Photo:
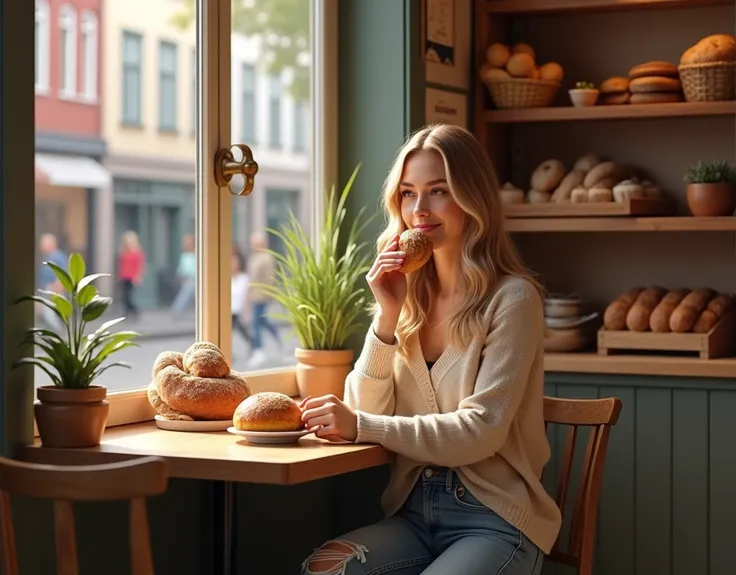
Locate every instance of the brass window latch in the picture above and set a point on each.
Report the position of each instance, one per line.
(227, 166)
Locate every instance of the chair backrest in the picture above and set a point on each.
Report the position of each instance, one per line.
(599, 415)
(135, 480)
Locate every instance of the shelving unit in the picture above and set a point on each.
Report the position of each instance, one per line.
(627, 112)
(594, 256)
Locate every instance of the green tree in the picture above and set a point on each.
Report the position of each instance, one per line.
(281, 26)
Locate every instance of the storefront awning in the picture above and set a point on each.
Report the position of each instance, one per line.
(71, 171)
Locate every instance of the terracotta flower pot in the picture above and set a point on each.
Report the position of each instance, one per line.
(321, 372)
(71, 417)
(711, 200)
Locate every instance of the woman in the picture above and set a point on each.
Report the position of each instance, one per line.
(131, 264)
(450, 379)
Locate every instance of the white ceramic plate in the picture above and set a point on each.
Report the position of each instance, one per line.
(178, 425)
(271, 436)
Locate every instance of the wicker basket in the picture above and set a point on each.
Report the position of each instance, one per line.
(521, 92)
(708, 82)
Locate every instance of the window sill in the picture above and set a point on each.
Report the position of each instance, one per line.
(133, 406)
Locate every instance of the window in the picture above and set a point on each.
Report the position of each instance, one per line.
(142, 230)
(42, 46)
(132, 48)
(167, 86)
(68, 51)
(89, 55)
(248, 111)
(274, 111)
(300, 126)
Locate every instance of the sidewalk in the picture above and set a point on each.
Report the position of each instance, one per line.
(158, 323)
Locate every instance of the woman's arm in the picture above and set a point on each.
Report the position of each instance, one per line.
(369, 387)
(479, 427)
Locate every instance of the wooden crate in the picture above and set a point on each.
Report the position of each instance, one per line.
(631, 207)
(718, 342)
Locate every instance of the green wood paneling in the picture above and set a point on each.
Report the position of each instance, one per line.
(667, 502)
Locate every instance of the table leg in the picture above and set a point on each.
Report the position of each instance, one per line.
(225, 528)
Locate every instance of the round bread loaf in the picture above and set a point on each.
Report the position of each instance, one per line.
(418, 249)
(268, 411)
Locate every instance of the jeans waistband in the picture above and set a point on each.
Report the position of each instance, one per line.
(437, 475)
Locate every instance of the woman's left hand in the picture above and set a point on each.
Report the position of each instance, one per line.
(334, 420)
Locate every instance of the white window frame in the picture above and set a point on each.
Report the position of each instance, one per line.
(89, 37)
(43, 50)
(214, 233)
(68, 24)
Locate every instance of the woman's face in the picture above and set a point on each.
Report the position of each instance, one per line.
(426, 201)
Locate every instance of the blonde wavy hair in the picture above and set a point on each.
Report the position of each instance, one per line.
(488, 254)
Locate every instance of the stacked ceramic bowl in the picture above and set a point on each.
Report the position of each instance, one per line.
(568, 327)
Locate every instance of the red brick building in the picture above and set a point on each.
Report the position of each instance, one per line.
(71, 184)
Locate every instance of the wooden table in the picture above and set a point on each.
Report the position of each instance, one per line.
(224, 458)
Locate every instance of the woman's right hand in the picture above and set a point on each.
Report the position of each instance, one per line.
(387, 283)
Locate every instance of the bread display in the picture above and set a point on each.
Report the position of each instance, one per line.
(418, 249)
(196, 385)
(590, 180)
(268, 411)
(659, 310)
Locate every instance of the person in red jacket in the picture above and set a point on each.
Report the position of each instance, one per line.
(131, 265)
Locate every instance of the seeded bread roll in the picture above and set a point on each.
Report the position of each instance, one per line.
(686, 313)
(660, 319)
(268, 411)
(418, 249)
(638, 317)
(614, 318)
(715, 310)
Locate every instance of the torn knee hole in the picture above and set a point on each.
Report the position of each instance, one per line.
(332, 558)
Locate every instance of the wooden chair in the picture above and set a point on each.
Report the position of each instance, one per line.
(135, 480)
(600, 415)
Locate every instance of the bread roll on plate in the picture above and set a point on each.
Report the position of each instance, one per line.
(268, 411)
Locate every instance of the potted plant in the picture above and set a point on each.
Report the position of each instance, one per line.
(710, 188)
(584, 94)
(73, 411)
(319, 289)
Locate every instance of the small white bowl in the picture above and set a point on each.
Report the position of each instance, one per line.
(581, 98)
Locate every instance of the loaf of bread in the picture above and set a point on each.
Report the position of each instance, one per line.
(177, 391)
(714, 48)
(417, 247)
(638, 317)
(686, 313)
(659, 321)
(268, 411)
(714, 311)
(614, 318)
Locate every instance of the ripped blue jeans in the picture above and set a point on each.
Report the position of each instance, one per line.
(441, 530)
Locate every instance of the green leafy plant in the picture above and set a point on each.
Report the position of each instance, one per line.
(710, 172)
(319, 288)
(584, 86)
(72, 359)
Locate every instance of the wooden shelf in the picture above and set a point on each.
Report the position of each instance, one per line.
(556, 6)
(639, 365)
(623, 112)
(622, 224)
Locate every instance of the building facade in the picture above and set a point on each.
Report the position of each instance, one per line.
(71, 185)
(149, 122)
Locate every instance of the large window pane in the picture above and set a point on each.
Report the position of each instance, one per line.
(113, 187)
(273, 81)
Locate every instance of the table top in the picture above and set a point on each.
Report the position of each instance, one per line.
(219, 455)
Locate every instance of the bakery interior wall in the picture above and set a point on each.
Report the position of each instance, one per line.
(593, 47)
(278, 526)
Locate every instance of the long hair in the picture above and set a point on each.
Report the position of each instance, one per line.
(488, 254)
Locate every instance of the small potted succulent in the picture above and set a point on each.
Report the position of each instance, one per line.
____________________
**WORK REQUEST**
Within the listing above, locate the line containing "Locate every instance of the wooden shelf" and the line containing "Locate every instance of the small potted". Reproduce those two lines and all lines between them exactly, with nothing added.

**COMPLETED EXERCISE**
Locate every instance of the wooden shelf in the picture above and set a point on each.
Report the position of each instance, one per line.
(556, 6)
(639, 365)
(623, 112)
(622, 224)
Locate every instance of the building facade in the picture above and set a point on each.
Report the position of each instance, one per line.
(71, 185)
(149, 122)
Locate every instance of the large window pane in the picture above and set a point on each.
Report the position of each instance, one per line.
(113, 187)
(273, 81)
Locate every instance of the table top in the picture above and set a point on each.
Report the position of each instance, one per line.
(219, 455)
Locate every instance of the bakery interior wall in the picture above and set a point on each.
Report the position of each instance, one per line.
(593, 47)
(278, 526)
Locate every instance of the long hair in the picture above and set a point on each.
Report the position of each instance, one per line.
(488, 254)
Locate every instance of the small potted succulent in the picture above and set a point on each.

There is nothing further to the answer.